━━━━━ Data to use ━━━━━
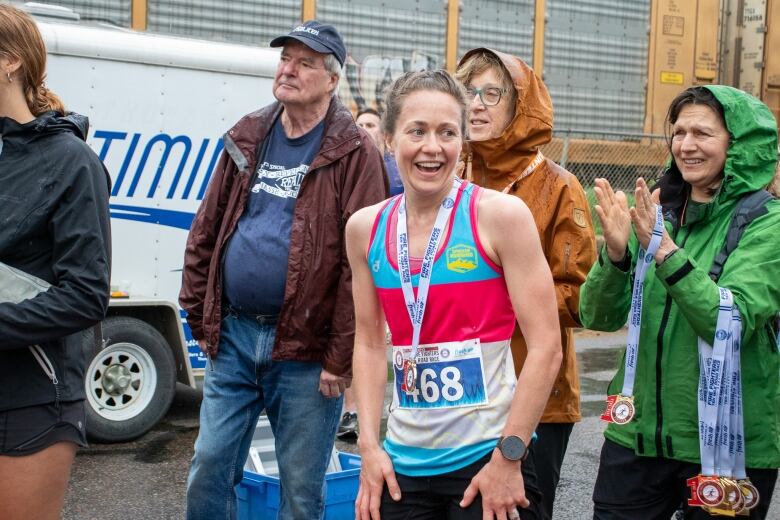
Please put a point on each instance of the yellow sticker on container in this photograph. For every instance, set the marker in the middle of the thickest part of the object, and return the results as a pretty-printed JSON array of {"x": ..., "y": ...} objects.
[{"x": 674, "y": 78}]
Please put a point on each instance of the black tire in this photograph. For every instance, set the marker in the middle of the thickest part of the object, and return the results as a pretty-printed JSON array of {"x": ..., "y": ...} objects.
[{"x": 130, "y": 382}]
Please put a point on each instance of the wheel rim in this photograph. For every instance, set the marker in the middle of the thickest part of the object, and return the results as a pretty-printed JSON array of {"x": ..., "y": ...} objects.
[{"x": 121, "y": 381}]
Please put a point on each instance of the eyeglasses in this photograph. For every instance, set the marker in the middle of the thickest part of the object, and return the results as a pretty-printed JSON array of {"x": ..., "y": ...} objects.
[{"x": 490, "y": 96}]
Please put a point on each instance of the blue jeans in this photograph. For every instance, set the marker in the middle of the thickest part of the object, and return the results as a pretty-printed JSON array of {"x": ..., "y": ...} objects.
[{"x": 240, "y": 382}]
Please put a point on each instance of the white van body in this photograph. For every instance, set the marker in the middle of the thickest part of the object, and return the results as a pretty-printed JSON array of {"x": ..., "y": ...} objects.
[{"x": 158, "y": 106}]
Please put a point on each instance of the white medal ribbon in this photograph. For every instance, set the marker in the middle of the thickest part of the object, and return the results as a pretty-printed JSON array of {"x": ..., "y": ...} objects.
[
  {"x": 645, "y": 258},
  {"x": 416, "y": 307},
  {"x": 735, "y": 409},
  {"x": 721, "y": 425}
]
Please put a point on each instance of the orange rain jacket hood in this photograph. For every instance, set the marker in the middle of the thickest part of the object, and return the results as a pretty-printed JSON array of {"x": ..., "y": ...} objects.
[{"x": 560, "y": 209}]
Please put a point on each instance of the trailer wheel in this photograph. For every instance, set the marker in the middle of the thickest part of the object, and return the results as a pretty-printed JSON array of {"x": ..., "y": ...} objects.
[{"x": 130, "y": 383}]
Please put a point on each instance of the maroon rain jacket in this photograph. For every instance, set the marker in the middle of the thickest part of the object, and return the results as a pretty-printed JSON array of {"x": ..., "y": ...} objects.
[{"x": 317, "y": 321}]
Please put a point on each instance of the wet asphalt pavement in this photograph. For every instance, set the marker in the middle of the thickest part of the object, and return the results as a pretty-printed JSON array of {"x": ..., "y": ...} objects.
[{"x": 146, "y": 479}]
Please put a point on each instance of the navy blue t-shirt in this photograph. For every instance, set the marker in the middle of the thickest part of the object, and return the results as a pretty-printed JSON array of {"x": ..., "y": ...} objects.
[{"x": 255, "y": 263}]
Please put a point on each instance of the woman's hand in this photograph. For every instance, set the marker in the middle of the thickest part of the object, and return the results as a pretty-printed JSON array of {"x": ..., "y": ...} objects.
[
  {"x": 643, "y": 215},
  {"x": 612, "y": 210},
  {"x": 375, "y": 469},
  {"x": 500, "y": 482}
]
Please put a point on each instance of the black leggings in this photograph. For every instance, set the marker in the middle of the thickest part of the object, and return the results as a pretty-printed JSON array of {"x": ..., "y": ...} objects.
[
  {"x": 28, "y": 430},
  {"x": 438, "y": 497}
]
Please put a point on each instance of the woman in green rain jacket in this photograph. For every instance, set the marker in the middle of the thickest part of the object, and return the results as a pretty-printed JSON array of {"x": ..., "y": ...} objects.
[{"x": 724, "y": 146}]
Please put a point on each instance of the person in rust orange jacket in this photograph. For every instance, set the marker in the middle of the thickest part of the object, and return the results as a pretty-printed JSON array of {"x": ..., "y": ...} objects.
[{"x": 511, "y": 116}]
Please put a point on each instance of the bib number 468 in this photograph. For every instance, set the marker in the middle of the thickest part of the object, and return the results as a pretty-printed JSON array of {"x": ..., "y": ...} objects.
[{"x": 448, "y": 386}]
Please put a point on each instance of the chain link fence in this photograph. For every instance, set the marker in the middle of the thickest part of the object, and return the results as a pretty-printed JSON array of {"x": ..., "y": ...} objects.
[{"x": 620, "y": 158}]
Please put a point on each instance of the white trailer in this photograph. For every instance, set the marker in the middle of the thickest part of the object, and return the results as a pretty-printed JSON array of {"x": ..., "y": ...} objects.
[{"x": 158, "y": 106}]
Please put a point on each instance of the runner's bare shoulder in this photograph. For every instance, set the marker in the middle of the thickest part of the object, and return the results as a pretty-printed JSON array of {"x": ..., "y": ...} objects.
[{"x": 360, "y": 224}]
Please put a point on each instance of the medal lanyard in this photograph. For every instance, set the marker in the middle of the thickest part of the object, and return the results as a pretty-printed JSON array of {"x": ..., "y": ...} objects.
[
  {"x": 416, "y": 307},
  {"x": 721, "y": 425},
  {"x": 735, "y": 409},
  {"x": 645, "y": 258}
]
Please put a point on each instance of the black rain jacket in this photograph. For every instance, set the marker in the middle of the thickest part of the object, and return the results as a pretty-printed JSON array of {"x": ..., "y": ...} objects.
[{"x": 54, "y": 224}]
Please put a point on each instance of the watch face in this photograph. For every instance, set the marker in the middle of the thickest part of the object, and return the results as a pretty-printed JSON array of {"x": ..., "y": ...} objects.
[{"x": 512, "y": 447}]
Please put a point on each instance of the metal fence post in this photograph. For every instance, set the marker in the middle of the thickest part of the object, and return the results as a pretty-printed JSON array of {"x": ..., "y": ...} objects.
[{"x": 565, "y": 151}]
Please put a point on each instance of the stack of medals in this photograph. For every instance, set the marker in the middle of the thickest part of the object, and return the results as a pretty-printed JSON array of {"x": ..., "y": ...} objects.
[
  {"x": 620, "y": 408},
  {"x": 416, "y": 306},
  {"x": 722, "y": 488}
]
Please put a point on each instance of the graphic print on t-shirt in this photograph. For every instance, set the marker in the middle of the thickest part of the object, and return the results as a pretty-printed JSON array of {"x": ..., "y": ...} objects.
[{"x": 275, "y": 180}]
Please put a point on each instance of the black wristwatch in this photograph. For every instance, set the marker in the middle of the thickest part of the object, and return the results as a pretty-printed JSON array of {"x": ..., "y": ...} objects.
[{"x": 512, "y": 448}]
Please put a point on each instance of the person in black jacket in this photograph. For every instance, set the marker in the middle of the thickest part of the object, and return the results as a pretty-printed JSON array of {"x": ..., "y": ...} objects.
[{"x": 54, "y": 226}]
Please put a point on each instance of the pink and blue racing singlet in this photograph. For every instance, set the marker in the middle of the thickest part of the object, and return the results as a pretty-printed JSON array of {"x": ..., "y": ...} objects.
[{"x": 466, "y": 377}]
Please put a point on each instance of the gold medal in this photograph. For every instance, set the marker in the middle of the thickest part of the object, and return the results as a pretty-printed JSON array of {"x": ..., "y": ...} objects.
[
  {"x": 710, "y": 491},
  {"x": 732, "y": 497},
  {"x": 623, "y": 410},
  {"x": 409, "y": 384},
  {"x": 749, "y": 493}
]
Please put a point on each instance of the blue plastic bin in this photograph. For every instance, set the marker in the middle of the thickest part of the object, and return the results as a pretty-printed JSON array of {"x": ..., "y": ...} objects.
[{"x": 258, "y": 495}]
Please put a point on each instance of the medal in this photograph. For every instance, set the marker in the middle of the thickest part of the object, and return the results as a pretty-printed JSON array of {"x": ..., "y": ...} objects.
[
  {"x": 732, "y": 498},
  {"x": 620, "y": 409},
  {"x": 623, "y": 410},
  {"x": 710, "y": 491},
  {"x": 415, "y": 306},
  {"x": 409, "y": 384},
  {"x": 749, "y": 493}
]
━━━━━
__The request__
Write out everything from the line containing "Please put a point on each instance of the medal in" down to the end of the records, requests included, and scale every coordinate in the answers by 0.65, rounding to whole numbers with halves going up. Keep the requests unchanged.

__Solved exercise__
Please put a point on each instance of the medal in this photograph. For every instance, set the marker in the middle of the thickest part of the object, and return the results as a pretty-printed JSON array of {"x": ..., "y": ...} objects.
[
  {"x": 476, "y": 324},
  {"x": 403, "y": 266},
  {"x": 405, "y": 267},
  {"x": 462, "y": 319},
  {"x": 270, "y": 199},
  {"x": 266, "y": 250},
  {"x": 487, "y": 320}
]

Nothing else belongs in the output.